Dataset records about object locations
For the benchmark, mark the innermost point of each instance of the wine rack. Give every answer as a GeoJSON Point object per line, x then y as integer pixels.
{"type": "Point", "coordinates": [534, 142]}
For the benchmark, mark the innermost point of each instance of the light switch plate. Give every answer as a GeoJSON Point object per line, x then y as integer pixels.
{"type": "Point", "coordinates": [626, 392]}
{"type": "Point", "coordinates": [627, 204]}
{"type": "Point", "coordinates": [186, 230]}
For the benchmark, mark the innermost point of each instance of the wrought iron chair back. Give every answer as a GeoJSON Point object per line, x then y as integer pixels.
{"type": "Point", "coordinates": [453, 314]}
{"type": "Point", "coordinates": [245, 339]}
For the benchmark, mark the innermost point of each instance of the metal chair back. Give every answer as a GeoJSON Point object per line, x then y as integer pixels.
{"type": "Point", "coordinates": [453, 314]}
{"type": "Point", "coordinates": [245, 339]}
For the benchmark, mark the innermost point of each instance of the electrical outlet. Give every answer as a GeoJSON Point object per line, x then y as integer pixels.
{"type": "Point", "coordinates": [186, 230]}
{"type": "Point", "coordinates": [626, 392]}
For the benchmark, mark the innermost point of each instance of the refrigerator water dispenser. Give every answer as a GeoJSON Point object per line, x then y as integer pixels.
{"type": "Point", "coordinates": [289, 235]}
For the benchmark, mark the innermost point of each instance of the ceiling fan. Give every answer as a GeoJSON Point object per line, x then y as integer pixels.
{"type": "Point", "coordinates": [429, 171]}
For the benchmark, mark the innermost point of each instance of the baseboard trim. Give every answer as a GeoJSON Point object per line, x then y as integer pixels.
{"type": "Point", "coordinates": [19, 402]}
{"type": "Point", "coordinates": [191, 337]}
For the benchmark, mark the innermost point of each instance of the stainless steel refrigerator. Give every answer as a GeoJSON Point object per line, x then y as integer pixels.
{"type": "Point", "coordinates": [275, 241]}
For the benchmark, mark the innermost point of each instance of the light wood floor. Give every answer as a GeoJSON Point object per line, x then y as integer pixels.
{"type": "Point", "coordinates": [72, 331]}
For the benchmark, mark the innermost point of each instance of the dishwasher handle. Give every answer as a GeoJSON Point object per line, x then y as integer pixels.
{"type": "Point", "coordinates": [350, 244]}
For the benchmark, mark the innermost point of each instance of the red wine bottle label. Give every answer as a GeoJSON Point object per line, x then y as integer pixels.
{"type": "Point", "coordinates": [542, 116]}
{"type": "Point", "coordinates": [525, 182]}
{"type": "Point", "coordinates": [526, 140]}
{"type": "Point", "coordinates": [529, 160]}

==

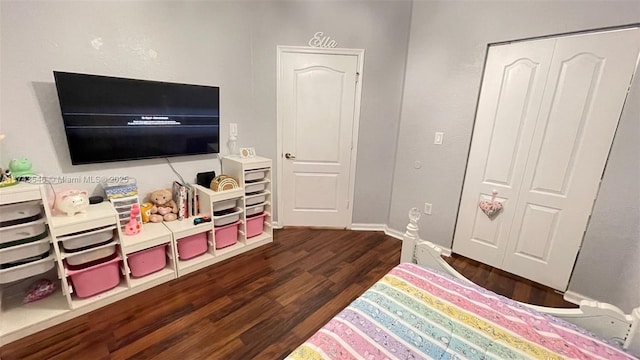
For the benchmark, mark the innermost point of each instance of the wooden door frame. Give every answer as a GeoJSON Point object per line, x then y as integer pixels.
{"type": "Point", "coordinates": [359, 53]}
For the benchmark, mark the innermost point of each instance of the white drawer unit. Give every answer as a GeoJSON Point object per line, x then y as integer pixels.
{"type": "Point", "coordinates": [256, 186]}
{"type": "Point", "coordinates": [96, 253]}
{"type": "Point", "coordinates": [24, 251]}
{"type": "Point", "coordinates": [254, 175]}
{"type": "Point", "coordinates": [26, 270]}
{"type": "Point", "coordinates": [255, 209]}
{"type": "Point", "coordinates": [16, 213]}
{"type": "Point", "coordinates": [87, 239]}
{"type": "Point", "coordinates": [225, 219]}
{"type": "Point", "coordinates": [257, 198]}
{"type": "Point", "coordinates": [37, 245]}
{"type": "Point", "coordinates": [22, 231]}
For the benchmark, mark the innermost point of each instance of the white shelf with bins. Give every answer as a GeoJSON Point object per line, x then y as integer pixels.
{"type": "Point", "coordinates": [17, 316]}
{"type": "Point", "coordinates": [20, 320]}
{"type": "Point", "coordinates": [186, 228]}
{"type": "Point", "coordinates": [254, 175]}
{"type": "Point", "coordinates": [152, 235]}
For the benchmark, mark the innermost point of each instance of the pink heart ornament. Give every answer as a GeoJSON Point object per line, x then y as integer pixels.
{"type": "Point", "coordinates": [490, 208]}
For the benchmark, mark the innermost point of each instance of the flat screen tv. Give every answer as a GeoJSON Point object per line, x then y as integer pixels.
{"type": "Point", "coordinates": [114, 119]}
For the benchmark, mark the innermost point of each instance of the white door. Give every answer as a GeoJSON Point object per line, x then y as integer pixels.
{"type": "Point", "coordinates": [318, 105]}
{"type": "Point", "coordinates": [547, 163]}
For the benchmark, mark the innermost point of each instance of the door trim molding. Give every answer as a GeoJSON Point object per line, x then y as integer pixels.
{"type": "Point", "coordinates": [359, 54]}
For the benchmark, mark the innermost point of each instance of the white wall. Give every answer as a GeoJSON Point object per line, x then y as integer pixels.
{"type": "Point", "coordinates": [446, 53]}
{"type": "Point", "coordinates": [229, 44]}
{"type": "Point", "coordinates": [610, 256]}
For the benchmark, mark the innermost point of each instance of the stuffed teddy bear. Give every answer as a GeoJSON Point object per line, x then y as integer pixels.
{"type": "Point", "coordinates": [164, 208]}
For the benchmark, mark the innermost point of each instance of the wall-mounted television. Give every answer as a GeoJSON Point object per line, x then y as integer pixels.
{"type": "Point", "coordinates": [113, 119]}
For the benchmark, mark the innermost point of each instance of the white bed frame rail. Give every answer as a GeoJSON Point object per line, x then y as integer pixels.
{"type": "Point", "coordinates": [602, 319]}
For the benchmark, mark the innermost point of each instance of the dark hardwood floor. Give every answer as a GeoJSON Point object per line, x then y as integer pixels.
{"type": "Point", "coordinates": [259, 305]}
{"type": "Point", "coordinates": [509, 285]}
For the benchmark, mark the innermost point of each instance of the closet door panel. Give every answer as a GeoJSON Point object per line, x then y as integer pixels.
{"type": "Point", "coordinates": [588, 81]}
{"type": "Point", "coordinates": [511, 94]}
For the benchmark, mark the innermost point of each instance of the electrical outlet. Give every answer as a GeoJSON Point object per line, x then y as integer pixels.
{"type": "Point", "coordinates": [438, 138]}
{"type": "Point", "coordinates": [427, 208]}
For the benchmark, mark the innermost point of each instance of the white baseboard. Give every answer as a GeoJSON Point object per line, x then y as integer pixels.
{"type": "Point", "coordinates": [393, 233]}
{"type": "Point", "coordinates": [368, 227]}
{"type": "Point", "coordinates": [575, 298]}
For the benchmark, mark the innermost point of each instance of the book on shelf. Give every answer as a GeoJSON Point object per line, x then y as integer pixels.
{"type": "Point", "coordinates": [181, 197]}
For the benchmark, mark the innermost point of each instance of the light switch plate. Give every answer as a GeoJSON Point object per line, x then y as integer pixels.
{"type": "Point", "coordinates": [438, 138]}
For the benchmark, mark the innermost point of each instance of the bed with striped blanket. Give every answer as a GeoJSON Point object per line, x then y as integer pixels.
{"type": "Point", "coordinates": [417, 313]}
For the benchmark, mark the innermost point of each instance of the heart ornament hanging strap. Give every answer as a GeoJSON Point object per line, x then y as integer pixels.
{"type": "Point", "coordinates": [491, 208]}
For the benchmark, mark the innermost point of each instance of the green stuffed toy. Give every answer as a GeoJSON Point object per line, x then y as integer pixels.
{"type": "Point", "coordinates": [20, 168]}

WHAT YOU NEED TO DO: Count the lines in the records above that contain the word "trim", and give only the number.

RESPONSE TO THE EXERCISE: 2